_Source extract:_

☆ ☆ ☆ ☆ ☆ ☆ ☆

It is now possible to freeze unfertilized eggs with very good chances for a successful pregnancy several years later after thawing and IVF. This has been accomplished by introduction of the ultrarapid freezing method vitrification. The technique has successfully been used for fertility preservation for cancer patients prior to receiving chemotherapy and radiation therapy but may now also be used for women that want to postpone childbearing due to non-medical reasons. The most important single factor for the fertility potential of any woman is the age and the associated size of the remaining egg-pool, which usually declines faster after the age of 35, Ideally, oocytes should be harvested in the early 30s and we can then store them up until the woman turns 45. We collaborate closely with the IVI clinic in Spain, where they globally have the most experience of oocyte freezing, both in oocyte donation programs and as social egg freezing.
Egg Freezing: Step by step
To help you understand the process of Egg freezing we have written a simple explanation of the main steps in Egg freezing.
To ensure that you are a suitable candidate for oocyte freezing we perform a thorough medical examination to make sure you can potentially benefit from our treatment. The size of the ovarian reserve, containing the resting egg cells is the single most important factor determining if oocyte freezing can be recommended for you. Our aim is to freeze at least 10 egg cells of high quality in each stimulation cycle. At your first visit we will ask relevant questions about your gynaecological history, including questions about previous pregnancies, menstruations and surgery. We will estimate your ovarian reserve by measuring levels of hormones (AMH, FSH) in your blood as well as a detailed ultrasound investigation of your ovaries. By ultrasound we can determine the number of larger, so-called antral follicles of the ovaries, this number is directly related to the ovarian reserve. We will also take samples to rule out that you have any current infection that can possibly impair your treatment. Within a few days we will call you to inform you about the results from the tests and to plan visits for further discussions.
2. Gonadotropin stimulation
By stimulating the ovaries with FSH (follicle stimulating hormone) we encourage several egg cell containing follicles to grow and mature. The hormones that are used are naturally occurring but given as injections and as nasal sprays instead of being secreted by the pituitary gland of the brain. During the gonadotropin stimulation it is important to rest the woman´s own secretion of the gonadotrophic hormones (FSH, LH). This is accomplished by administration of other natural hormones, either a so-called GnRH agonist as a nasal spray for 2-3 weeks or a GnRH antagonist during the time of gonadotropin stimulation. The gonadotropin stimulation lasts 10 to 14 days; throughout this time we follow the development of the follicles by repeated ultrasound examinations and thorough blood work analysis.

☆ ☆ ☆ ☆ ☆ ☆ ☆

_Apply what you read:_
**1.** In the egg freezing text, how many egg cells does the clinic aim to freeze in each stimulation cycle?
**2.** Return everything in the egg freezing text from "2. Gonadotropin stimulation" down to "blood work analysis.".
**3.** Write the next part of the egg freezing text, picking up after its last sentence.
These rows were taken from a different source than the egg freezing text.

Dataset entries
☆ ☆ ☆ ☆ ☆ ☆ ☆

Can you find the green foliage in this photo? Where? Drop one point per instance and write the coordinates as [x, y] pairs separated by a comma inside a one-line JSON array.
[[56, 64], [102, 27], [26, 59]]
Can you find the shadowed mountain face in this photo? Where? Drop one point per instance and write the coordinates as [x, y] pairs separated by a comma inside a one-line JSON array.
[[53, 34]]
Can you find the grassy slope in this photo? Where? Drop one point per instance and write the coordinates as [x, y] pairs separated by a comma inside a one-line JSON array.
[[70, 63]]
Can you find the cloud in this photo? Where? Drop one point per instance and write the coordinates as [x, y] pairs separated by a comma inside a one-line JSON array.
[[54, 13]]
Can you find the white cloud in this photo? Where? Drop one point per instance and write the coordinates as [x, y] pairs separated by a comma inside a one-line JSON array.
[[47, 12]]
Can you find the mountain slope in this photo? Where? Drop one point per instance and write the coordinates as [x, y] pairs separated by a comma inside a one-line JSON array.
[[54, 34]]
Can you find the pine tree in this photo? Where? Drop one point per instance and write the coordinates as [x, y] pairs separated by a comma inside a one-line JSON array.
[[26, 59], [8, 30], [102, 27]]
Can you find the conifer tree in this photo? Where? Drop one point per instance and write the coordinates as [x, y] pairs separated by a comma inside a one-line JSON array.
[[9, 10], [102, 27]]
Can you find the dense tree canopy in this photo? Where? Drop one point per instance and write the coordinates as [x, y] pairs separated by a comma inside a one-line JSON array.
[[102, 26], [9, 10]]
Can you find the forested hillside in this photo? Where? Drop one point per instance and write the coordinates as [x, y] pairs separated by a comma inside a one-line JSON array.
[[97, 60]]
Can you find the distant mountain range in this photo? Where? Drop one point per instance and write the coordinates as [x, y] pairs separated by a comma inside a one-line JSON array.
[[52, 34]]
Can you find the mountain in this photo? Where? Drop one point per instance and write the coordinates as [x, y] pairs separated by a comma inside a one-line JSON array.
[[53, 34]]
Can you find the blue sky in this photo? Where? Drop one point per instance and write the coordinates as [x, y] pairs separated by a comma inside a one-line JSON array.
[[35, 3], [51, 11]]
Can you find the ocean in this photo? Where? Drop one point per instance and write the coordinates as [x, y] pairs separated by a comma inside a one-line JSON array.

☆ ☆ ☆ ☆ ☆ ☆ ☆

_Replies:_
**1.** At least 10 egg cells of high quality.

**2.**
2. Gonadotropin stimulation
By stimulating the ovaries with FSH (follicle stimulating hormone) we encourage several egg cell containing follicles to grow and mature. The hormones that are used are naturally occurring but given as injections and as nasal sprays instead of being secreted by the pituitary gland of the brain. During the gonadotropin stimulation it is important to rest the woman´s own secretion of the gonadotrophic hormones (FSH, LH). This is accomplished by administration of other natural hormones, either a so-called GnRH agonist as a nasal spray for 2-3 weeks or a GnRH antagonist during the time of gonadotropin stimulation. The gonadotropin stimulation lasts 10 to 14 days; throughout this time we follow the development of the follicles by repeated ultrasound examinations and thorough blood work analysis.

**3.**
3. Oocyte pick up (OPU)
After approximately 12 days of gonadotropin stimulation, several follicles will have reached a size of about 2 cm. This is the time to finalize the maturation process of the egg cell. The final process of maturation is induced by a bolus dose of the gonadotropin LH. Two days later the mature oocytes are harvested using a thin needle on a transvaginal ultrasound probe. This pick up of the eggcells is done under local anesthesia and is not of any discomfort in the majority of cases.
4. Oocyte freezing
Immediately after harvesting the mature oocytes are prepared for freezing and cryopreservation in the laboratory. First, the oocytes are separated from the surrounding so-called granulosa cells by a gentle enzymatic treatment. The oocytes are later submerged into a cryoprotective solution, which will protects them from harmful crystallization during freezing. Later they will be submerged in liquid nitrogen according to the latest protocol for ultra-rapid vitrification techniques. Using this method, the oocyte is frozen to -176 degrees Celsius in less than a second, which minimizes harmful crystal formation. The frozen (cryopreseved) oocyte is later placed inside a sealed small container that bathes safely in liquid nitrogen for several years until its desired time of use.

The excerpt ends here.